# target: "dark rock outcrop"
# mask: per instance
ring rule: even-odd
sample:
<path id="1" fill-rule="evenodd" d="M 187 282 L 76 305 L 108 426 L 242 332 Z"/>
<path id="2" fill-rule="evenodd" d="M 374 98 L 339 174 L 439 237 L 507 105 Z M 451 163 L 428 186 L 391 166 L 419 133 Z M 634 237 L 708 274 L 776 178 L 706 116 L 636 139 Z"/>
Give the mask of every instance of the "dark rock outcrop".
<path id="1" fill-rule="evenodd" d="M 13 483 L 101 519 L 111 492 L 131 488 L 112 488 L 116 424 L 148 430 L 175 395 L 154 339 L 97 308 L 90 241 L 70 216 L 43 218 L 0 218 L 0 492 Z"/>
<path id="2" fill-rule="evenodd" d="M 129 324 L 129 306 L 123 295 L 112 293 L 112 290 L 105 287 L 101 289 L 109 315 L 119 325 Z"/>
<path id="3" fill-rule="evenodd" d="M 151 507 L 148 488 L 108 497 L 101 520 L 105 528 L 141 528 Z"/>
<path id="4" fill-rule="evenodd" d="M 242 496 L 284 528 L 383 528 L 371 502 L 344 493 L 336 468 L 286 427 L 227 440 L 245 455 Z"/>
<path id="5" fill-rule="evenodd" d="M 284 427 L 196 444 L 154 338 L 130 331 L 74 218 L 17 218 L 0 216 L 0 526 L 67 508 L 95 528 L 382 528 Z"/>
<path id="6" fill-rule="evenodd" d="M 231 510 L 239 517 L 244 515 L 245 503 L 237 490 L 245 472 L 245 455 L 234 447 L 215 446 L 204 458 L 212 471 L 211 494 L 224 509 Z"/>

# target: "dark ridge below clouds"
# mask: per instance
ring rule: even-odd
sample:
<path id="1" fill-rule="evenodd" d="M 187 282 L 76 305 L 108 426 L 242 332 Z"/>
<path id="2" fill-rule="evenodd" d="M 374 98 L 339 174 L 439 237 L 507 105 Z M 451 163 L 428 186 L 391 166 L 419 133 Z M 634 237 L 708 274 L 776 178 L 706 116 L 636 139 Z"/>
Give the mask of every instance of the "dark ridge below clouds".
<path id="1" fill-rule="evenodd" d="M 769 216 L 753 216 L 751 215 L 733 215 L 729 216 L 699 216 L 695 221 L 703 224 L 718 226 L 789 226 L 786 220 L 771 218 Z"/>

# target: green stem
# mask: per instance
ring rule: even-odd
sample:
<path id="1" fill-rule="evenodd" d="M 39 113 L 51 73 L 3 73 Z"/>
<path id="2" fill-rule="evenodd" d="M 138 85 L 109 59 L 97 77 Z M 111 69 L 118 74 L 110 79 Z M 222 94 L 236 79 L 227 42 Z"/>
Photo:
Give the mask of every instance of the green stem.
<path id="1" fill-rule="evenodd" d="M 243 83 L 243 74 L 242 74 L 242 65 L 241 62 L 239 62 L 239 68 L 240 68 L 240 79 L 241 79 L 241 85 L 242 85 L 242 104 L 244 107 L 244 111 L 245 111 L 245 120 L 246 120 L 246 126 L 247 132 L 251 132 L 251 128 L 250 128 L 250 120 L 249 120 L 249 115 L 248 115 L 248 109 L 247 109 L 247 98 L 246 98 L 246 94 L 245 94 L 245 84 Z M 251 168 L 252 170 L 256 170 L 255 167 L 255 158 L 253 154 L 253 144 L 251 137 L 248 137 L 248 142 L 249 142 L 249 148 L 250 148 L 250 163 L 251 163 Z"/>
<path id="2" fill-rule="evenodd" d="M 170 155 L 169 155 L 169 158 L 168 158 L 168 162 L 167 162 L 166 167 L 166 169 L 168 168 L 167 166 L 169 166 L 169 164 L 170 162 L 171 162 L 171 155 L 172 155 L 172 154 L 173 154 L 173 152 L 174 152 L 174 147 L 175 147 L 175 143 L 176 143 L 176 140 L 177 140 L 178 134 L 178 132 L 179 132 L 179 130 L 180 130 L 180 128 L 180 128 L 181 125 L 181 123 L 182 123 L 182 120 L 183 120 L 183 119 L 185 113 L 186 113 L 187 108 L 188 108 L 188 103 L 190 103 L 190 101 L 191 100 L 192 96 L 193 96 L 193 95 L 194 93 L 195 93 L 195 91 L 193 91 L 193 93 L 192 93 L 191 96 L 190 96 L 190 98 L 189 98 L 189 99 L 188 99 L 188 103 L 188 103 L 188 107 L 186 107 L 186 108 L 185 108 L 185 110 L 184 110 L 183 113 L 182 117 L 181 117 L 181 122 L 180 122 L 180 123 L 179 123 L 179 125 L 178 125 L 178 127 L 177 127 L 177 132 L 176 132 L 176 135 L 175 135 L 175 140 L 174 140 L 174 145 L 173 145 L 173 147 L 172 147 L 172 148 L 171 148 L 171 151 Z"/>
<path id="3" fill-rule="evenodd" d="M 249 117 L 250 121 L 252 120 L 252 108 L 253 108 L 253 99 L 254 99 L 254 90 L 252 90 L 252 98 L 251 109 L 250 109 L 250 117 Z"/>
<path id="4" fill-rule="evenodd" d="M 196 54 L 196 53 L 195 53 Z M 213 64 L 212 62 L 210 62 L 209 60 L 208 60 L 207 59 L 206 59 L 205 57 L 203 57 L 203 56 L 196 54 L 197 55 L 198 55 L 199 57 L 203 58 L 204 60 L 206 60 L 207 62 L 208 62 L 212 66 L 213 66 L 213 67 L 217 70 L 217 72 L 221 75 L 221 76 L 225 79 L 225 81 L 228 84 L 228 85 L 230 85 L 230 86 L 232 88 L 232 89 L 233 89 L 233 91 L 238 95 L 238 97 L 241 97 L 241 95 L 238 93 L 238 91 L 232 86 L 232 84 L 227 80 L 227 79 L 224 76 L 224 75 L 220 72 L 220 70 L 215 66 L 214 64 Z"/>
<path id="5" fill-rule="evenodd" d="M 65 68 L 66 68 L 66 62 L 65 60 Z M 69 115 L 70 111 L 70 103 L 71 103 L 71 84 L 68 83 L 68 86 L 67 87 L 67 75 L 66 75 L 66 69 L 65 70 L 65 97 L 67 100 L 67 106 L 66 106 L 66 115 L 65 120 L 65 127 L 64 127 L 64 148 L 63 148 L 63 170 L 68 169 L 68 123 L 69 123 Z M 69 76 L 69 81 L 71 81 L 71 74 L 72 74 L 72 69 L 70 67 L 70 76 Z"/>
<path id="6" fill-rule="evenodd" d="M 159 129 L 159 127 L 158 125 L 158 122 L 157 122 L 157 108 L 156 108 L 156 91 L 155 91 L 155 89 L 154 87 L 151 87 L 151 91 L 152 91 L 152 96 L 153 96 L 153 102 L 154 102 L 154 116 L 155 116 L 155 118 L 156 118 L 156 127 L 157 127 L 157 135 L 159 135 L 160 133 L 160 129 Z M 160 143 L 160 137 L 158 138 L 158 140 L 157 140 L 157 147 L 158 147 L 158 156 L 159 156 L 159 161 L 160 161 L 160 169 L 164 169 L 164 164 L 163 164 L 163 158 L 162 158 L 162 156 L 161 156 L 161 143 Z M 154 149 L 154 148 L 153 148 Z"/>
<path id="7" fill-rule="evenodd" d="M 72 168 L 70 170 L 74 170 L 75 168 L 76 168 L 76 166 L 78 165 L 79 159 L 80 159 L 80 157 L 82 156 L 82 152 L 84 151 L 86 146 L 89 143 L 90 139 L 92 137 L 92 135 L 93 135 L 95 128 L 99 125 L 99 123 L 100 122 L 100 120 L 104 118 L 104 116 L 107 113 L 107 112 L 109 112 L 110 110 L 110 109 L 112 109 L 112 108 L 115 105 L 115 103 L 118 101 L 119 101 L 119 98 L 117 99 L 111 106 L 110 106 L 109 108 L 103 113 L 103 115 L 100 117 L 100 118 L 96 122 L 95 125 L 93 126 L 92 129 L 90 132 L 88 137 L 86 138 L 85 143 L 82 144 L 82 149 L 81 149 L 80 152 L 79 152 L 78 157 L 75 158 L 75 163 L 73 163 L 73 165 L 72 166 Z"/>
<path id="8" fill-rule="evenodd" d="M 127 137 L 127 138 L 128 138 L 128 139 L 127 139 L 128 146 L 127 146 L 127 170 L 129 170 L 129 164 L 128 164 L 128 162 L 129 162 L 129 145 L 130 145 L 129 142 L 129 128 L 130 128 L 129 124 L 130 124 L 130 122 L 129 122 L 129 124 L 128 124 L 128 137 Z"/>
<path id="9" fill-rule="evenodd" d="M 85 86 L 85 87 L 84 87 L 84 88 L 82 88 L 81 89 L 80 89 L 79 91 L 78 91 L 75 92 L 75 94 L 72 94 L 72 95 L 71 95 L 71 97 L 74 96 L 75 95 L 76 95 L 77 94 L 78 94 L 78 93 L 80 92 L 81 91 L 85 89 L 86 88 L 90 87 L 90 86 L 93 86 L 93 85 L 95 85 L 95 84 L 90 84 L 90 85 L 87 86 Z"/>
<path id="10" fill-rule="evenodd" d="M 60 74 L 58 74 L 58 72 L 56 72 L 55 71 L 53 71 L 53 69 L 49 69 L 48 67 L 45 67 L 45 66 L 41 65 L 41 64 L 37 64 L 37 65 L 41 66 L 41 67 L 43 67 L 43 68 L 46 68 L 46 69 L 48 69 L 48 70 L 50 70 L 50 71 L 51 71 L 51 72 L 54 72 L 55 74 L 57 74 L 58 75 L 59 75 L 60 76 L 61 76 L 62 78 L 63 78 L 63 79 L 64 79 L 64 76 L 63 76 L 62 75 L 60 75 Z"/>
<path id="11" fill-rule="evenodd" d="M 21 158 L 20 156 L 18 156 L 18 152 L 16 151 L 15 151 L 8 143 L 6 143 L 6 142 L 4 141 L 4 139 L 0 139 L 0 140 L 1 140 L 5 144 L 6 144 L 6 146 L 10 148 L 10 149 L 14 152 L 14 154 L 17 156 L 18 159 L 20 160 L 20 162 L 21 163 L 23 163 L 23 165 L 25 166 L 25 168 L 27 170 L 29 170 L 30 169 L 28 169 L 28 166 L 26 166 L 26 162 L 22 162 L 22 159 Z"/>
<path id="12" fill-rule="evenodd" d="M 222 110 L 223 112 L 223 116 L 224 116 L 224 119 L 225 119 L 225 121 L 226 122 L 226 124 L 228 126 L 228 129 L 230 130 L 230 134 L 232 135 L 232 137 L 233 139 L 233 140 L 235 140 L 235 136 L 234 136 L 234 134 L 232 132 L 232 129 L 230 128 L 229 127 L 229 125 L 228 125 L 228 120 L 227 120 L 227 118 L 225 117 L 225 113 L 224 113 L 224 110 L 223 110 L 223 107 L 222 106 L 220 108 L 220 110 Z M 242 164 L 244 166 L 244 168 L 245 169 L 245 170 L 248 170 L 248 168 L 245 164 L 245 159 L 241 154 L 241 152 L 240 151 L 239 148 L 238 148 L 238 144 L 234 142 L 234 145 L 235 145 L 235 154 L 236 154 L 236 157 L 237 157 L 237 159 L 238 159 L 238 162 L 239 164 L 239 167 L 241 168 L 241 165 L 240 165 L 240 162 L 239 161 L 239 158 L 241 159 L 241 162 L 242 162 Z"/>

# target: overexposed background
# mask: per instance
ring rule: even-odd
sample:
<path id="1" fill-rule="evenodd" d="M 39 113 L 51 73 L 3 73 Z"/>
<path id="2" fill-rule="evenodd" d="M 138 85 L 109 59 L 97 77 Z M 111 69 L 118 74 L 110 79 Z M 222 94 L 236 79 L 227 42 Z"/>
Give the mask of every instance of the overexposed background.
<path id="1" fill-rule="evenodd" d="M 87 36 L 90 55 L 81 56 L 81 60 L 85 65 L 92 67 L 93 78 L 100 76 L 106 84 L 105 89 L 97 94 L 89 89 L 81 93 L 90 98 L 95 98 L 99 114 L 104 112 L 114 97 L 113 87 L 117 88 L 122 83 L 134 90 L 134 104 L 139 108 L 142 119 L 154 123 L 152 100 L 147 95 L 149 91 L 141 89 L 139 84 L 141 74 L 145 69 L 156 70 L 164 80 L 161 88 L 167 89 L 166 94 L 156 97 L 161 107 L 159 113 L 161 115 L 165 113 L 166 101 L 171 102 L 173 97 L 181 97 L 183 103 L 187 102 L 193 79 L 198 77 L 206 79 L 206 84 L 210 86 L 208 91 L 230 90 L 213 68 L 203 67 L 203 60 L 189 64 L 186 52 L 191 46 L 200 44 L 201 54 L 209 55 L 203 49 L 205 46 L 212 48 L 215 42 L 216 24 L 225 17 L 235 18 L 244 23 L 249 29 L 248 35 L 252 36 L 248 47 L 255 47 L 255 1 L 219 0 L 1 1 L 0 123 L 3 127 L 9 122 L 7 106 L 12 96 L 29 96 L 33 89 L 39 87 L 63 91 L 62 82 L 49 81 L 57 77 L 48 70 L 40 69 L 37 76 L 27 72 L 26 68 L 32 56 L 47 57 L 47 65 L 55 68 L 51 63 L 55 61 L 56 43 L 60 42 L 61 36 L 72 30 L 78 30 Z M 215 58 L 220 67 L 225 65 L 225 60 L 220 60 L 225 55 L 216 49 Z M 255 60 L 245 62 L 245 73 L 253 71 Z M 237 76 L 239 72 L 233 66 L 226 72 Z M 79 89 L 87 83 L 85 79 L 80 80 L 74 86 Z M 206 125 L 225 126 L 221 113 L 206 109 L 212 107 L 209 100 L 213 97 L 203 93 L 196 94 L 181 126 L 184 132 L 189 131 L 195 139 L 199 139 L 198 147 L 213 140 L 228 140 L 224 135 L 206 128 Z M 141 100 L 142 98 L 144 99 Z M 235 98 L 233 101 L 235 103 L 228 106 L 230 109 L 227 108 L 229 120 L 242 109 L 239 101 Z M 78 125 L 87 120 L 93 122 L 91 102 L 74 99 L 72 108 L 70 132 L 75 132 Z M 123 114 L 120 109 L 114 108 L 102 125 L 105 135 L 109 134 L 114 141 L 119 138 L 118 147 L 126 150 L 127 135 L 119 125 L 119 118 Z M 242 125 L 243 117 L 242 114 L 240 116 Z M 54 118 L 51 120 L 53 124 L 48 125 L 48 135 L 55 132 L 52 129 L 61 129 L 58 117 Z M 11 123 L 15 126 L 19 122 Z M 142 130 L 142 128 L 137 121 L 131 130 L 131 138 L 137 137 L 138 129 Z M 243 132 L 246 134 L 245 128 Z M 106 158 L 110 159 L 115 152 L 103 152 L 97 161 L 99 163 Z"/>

Problem description — Pull out every line above that contains the word "clouds", and copy each of those lines in full.

Task result —
# target: "dark ridge below clouds"
Give the mask of every instance of the "dark ridge below clouds".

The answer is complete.